Input data
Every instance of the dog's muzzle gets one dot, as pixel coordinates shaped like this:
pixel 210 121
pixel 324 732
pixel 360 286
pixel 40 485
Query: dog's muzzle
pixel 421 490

The problem
Rewrite the records above with every "muzzle" changed to "snout" and nothing else altered.

Solution below
Every instance of the dog's snout gets one dot, as pixel coordinates shaped like this:
pixel 210 121
pixel 324 732
pixel 360 286
pixel 40 485
Query: dog's snout
pixel 421 490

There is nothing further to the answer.